[BEGIN DATA TO PROCESS]

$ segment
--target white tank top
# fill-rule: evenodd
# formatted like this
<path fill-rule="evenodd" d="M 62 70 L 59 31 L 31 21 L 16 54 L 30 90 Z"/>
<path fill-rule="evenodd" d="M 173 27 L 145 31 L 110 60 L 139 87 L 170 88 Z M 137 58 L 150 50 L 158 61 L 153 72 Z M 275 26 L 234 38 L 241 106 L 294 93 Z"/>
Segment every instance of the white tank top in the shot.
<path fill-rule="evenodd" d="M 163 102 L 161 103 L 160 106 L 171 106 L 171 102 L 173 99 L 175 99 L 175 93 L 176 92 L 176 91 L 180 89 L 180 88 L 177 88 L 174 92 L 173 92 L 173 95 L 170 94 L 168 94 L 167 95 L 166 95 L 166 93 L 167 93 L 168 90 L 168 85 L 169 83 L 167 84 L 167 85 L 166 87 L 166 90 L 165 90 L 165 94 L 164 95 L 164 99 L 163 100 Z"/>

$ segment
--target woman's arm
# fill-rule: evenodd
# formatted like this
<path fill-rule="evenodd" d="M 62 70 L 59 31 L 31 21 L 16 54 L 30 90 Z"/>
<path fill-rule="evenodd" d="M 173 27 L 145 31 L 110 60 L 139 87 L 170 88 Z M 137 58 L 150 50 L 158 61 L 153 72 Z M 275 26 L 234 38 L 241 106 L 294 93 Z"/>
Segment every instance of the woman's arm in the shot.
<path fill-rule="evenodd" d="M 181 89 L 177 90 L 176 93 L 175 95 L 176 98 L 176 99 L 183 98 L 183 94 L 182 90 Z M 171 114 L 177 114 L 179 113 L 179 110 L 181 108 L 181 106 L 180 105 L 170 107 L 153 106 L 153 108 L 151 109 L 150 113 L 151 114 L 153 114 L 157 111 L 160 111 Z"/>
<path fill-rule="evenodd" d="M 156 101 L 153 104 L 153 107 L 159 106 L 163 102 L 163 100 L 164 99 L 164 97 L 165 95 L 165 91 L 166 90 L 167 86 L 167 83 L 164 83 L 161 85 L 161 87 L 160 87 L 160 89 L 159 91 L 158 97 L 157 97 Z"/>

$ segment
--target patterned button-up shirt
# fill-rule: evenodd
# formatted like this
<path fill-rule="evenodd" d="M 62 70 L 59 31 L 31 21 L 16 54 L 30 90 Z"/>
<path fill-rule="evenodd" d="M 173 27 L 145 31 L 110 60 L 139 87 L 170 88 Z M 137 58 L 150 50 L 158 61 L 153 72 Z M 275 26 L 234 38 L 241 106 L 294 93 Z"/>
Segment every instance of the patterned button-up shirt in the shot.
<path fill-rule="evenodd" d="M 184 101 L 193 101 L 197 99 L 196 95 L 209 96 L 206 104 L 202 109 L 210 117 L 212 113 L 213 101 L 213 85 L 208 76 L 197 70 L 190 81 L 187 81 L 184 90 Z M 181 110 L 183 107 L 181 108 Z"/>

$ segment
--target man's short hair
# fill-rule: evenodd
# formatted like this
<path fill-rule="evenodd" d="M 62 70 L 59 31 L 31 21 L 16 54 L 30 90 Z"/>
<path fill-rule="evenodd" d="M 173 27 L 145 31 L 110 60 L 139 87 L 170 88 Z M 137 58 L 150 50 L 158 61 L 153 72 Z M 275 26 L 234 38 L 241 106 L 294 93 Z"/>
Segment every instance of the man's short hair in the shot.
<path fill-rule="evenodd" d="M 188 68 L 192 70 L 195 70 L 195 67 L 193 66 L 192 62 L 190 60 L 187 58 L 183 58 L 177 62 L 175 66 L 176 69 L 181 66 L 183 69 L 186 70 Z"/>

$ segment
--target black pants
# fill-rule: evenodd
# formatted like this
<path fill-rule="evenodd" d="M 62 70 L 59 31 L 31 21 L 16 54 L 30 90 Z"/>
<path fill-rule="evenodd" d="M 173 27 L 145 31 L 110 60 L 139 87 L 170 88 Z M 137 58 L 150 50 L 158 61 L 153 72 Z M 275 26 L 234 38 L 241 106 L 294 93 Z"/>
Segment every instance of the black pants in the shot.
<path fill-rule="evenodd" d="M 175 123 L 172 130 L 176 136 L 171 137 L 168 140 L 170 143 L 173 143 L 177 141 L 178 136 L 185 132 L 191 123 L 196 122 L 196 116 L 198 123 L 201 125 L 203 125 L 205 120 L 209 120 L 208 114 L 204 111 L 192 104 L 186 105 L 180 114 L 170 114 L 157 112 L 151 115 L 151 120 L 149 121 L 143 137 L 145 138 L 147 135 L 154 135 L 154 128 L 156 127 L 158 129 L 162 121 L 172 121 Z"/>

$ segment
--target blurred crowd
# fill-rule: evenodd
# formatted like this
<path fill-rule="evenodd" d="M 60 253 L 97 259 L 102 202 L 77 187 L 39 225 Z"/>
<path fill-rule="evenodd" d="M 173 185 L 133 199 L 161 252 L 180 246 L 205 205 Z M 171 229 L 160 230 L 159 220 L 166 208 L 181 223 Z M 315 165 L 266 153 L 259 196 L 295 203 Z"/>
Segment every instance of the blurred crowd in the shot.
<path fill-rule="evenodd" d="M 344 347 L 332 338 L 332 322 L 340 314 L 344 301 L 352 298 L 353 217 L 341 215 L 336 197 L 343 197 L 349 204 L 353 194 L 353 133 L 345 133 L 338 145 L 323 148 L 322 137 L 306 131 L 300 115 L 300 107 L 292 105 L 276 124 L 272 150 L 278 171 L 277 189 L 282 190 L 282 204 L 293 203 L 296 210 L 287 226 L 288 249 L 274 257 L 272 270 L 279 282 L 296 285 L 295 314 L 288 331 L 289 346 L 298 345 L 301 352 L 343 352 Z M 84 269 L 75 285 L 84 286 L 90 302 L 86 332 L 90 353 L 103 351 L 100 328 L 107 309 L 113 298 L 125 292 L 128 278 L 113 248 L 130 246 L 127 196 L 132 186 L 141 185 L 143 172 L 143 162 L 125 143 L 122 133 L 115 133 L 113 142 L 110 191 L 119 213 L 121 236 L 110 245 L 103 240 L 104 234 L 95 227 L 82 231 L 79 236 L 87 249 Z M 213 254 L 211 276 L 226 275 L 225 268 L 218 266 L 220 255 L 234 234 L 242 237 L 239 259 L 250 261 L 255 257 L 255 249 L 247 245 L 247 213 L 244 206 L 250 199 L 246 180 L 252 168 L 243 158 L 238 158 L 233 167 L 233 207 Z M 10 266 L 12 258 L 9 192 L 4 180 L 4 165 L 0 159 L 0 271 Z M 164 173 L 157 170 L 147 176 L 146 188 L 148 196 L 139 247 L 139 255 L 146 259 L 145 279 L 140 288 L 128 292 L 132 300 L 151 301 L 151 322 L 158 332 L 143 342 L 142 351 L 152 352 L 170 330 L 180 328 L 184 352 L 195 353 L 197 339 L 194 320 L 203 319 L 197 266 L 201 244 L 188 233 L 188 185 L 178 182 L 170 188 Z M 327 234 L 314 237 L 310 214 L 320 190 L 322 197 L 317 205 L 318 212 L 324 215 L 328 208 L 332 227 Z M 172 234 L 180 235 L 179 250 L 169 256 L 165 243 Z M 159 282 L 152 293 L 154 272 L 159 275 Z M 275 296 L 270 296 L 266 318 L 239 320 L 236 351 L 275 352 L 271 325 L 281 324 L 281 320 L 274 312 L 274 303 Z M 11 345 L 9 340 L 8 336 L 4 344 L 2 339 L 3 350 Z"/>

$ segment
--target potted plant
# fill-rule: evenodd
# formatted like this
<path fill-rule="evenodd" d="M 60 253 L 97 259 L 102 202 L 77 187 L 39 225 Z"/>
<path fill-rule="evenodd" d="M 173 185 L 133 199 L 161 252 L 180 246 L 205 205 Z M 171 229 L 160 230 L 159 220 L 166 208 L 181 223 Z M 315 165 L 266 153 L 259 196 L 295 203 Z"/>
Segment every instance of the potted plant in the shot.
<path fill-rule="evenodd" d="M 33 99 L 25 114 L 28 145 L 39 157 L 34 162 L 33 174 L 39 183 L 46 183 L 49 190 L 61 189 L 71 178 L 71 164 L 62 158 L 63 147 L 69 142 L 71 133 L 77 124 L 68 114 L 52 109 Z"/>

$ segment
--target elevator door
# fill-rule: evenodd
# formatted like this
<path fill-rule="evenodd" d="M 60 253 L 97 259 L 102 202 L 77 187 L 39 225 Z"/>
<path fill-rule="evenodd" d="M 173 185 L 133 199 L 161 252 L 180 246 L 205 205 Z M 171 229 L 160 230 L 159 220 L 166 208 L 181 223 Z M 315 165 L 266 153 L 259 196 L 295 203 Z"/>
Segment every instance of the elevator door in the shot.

[END DATA TO PROCESS]

Pick out every line in the data above that contains the string "elevator". Treat uppercase and lowercase as different when matching.

■ RESPONSE TO THIS EXERCISE ■
--target elevator door
Segment every instance of the elevator door in the shot.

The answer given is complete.